### Records excerpted from a collection
========

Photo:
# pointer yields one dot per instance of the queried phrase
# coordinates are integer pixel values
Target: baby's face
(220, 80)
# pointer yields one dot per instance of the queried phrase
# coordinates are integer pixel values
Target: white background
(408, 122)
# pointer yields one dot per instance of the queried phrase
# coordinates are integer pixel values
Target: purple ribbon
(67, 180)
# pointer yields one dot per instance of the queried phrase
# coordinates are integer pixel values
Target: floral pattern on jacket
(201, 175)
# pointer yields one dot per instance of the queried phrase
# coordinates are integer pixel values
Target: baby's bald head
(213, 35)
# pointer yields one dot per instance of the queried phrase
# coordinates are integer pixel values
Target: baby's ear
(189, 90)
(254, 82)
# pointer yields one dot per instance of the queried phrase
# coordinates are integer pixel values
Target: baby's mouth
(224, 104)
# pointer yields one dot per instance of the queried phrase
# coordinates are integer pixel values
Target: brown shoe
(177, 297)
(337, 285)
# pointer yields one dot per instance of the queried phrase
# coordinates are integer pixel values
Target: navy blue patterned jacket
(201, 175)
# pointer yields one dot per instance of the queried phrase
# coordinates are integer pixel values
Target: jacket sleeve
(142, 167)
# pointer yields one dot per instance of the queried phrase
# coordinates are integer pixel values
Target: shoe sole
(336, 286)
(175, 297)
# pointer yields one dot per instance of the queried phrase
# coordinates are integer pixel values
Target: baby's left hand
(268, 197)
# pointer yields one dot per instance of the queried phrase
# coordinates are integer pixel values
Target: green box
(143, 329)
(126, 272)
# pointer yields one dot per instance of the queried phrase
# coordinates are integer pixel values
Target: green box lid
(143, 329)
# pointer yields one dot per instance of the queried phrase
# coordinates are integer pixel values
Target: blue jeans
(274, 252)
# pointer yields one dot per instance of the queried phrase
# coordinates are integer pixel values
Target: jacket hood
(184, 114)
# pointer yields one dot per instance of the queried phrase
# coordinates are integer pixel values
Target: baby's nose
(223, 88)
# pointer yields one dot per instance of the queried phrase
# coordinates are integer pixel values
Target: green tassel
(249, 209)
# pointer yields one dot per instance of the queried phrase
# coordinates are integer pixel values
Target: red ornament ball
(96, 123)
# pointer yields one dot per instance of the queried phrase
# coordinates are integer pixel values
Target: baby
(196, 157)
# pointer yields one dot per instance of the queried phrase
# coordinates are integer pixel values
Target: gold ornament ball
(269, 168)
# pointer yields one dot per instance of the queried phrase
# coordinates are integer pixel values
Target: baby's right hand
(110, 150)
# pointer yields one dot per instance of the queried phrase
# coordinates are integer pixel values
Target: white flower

========

### REQUIREMENTS
Reproduce the listing in full. Keep it exactly as written.

### FINISHED EXERCISE
Photo:
# pointer yields one dot per instance of the queried phrase
# coordinates are integer pixel values
Target: baby's face
(220, 80)
# pointer yields one dot per instance of the queried phrase
# coordinates are integer pixel values
Target: white background
(408, 122)
# pointer yields one dot per instance of the queried phrase
# coordinates are integer pixel values
Target: purple ribbon
(67, 180)
# pointer yields one dot per instance of the queried phrase
# coordinates are integer pixel values
Target: floral pattern on jacket
(201, 175)
# pointer yields one dot per instance of the queried phrase
# coordinates are integer pixel values
Target: baby's bald head
(213, 35)
# pointer yields one dot per instance of the queried phrase
# coordinates are integer pixel values
Target: baby's ear
(189, 90)
(254, 82)
# pointer yields one dot per instance of the queried phrase
# coordinates are integer pixel values
Target: baby's mouth
(224, 104)
# pointer yields one dot per instance of the queried phrase
# coordinates are integer pixel values
Target: brown shoe
(177, 297)
(337, 285)
# pointer yields one dot per instance of the queried phrase
# coordinates are integer pixel values
Target: navy blue patterned jacket
(201, 175)
# pointer yields one dot per instance of the queried phrase
# coordinates are integer pixel values
Target: jacket sleeve
(142, 167)
# pointer yields one dot per instance of the queried phrase
# coordinates are integer pixel values
Target: shoe sole
(336, 286)
(175, 297)
# pointer yields one dot per instance of the queried phrase
# coordinates are integer pixel values
Target: baby's left hand
(268, 197)
# pointer yields one dot per instance of the queried phrase
# coordinates are integer pixel values
Target: green box
(143, 329)
(126, 272)
# pointer yields one dot per instance of the queried phrase
# coordinates are integer pixel values
Target: green box lid
(143, 329)
# pointer yields one dot per instance of the queried phrase
# coordinates are integer pixel values
Target: blue jeans
(274, 252)
# pointer yields one dot per instance of the queried phrase
# coordinates are integer pixel values
Target: jacket hood
(184, 114)
# pointer yields one dot per instance of the queried phrase
# coordinates are integer pixel values
Target: baby's nose
(223, 88)
# pointer yields one dot per instance of the queried phrase
# coordinates are integer pixel values
Target: green tassel
(249, 209)
# pointer yields one dot per instance of the queried phrase
# coordinates are integer pixel values
Target: red ornament ball
(96, 123)
# pointer yields one dot per instance of the queried phrase
# coordinates are integer pixel values
Target: baby
(196, 157)
# pointer yields one dot per instance of the queried phrase
# coordinates are integer pixel values
Target: gold ornament ball
(269, 168)
# pointer yields one dot per instance of the queried phrase
# coordinates are integer pixel values
Target: baby's right hand
(110, 150)
# pointer yields one dot per instance of the queried phrase
# coordinates are integer pixel values
Target: white flower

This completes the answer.